======== DATA FOR PROCESSING ========
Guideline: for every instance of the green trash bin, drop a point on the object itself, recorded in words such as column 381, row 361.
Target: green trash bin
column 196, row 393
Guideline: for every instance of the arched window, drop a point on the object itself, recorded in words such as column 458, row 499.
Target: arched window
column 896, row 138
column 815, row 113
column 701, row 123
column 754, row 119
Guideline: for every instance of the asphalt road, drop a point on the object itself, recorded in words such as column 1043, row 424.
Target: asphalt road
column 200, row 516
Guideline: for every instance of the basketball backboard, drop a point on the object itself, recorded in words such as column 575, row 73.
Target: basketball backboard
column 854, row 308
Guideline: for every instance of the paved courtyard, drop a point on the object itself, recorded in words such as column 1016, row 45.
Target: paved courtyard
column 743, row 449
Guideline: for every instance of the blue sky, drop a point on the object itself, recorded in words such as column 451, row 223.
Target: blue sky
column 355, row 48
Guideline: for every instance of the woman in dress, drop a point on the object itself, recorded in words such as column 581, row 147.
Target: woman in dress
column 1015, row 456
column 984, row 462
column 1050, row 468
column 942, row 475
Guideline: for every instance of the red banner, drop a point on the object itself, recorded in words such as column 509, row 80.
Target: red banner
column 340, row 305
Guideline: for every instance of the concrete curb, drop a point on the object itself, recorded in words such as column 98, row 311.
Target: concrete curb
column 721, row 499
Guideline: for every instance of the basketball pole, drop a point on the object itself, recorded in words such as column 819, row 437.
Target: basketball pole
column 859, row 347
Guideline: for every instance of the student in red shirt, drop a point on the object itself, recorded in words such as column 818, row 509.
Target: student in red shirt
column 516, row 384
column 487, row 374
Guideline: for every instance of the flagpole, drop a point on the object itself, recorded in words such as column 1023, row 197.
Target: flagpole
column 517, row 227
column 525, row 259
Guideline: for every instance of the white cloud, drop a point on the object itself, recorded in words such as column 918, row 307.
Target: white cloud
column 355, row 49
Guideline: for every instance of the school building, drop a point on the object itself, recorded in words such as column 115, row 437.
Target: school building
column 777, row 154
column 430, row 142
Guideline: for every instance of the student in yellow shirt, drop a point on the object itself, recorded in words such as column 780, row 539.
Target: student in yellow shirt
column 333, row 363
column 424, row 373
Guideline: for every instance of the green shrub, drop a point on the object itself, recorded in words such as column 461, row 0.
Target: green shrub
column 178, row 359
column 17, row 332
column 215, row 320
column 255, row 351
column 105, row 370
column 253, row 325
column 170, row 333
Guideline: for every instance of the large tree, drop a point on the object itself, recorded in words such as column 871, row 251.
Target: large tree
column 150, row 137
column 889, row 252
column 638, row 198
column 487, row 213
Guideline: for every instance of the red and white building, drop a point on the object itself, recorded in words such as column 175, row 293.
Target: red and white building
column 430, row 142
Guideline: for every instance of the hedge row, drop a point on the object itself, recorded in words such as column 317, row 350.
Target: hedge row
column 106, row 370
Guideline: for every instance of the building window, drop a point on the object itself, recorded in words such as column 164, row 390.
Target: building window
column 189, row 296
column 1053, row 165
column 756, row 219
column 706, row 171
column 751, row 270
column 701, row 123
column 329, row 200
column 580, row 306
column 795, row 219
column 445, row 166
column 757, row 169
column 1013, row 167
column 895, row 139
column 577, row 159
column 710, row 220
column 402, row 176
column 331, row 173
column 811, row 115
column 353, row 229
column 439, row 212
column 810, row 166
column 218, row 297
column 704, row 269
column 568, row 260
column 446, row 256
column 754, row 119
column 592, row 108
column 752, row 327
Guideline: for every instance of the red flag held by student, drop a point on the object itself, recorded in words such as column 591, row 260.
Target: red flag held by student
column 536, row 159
========
## TASK TO CARRY OUT
Rewrite every line of the material above as a JSON list of strings, with one string per line and blank lines omitted.

## TASK RESPONSE
[
  "Guideline: for every instance of the green trash bin, drop a point on the object itself, recorded in words such as column 381, row 361.",
  "Target: green trash bin",
  "column 196, row 393",
  "Guideline: for every instance of the arched window, drop a point on the object itself, recorded in words such as column 458, row 499.",
  "Target: arched window",
  "column 896, row 138",
  "column 815, row 113",
  "column 701, row 123",
  "column 754, row 119",
  "Guideline: for every instance of the asphalt road, drop a point on the object itself, recorded in words such as column 1043, row 424.",
  "Target: asphalt road",
  "column 200, row 516",
  "Guideline: for every instance of the basketball backboard, drop a point on the object itself, recorded in words such as column 575, row 73.",
  "Target: basketball backboard",
  "column 854, row 308",
  "Guideline: for every instance of the paved courtyard, drop a point on the object itself, recorded in words such as column 1016, row 45.",
  "Target: paved courtyard",
  "column 743, row 449",
  "Guideline: for every instance of the blue sky, drop a point on the object itself, recorded in words such as column 451, row 223.",
  "Target: blue sky",
  "column 355, row 48",
  "Guideline: for every instance of the woman in dress, drop a point on the object itself, recorded in words such as column 581, row 147.",
  "Target: woman in dress",
  "column 1015, row 456",
  "column 984, row 462",
  "column 1050, row 468",
  "column 942, row 475",
  "Guideline: for every instance of the red banner, drop a point on the object itself, recorded in words such as column 509, row 80.",
  "Target: red banner",
  "column 340, row 305",
  "Guideline: for every instance of the concrete curb, drop a point on the object itself, recorded in words such as column 98, row 311.",
  "Target: concrete curb",
  "column 721, row 499",
  "Guideline: for every instance of the basketball pole, drop a point on the object itself, recorded in words such as column 819, row 437.",
  "Target: basketball pole",
  "column 859, row 347",
  "Guideline: for every instance of the student in red shirt, drop a point on the object itself, recorded in words such as column 818, row 509.",
  "Target: student in red shirt",
  "column 516, row 384",
  "column 487, row 374",
  "Guideline: for every instance of the flagpole, drop a point on the object itself, recorded in words such as column 1023, row 197.",
  "Target: flagpole",
  "column 517, row 227",
  "column 525, row 259",
  "Guideline: for every instance of the white cloud, drop a point on the object itself, recorded in words such as column 918, row 307.",
  "Target: white cloud",
  "column 355, row 49",
  "Guideline: for every instance of the school building, drop a point on the object itself, recorded in words such as column 115, row 437.",
  "Target: school building",
  "column 777, row 154",
  "column 430, row 142",
  "Guideline: for every instance of the student in yellow shirt, drop a point on the object itself, recorded in words such as column 780, row 539.",
  "Target: student in yellow shirt",
  "column 333, row 363",
  "column 424, row 373",
  "Guideline: for every instance of the green shrub, drop a point on the object itself, recorded in words such as column 461, row 0.",
  "Target: green shrub",
  "column 178, row 359",
  "column 17, row 332",
  "column 215, row 320",
  "column 255, row 351",
  "column 105, row 370",
  "column 253, row 325",
  "column 170, row 333",
  "Guideline: for every instance of the large tree, drop a point on the object itself, recorded in words such as column 871, row 251.",
  "Target: large tree",
  "column 150, row 137",
  "column 889, row 252",
  "column 638, row 198",
  "column 487, row 213",
  "Guideline: for every instance of the red and white building, drop a point on the object itself, recorded in words such as column 175, row 293.",
  "Target: red and white building",
  "column 430, row 142",
  "Guideline: for every instance of the hedge row, drop a point on the object itself, recorded in words such as column 317, row 350.",
  "Target: hedge row",
  "column 106, row 370",
  "Guideline: for every instance of the building window, drop a point on the object itself, recorded in words such as column 164, row 390.",
  "Target: building window",
  "column 189, row 296",
  "column 1053, row 165",
  "column 756, row 219",
  "column 706, row 171",
  "column 751, row 270",
  "column 701, row 123",
  "column 329, row 200",
  "column 580, row 306",
  "column 795, row 219",
  "column 445, row 166",
  "column 757, row 169",
  "column 1013, row 167",
  "column 895, row 139",
  "column 577, row 159",
  "column 710, row 220",
  "column 402, row 176",
  "column 331, row 173",
  "column 811, row 115",
  "column 353, row 229",
  "column 439, row 212",
  "column 810, row 166",
  "column 218, row 297",
  "column 704, row 269",
  "column 568, row 260",
  "column 446, row 256",
  "column 754, row 119",
  "column 592, row 108",
  "column 752, row 327",
  "Guideline: for every instance of the red flag held by student, drop a point on the object itself, recorded in words such as column 591, row 260.",
  "Target: red flag held by student",
  "column 536, row 159"
]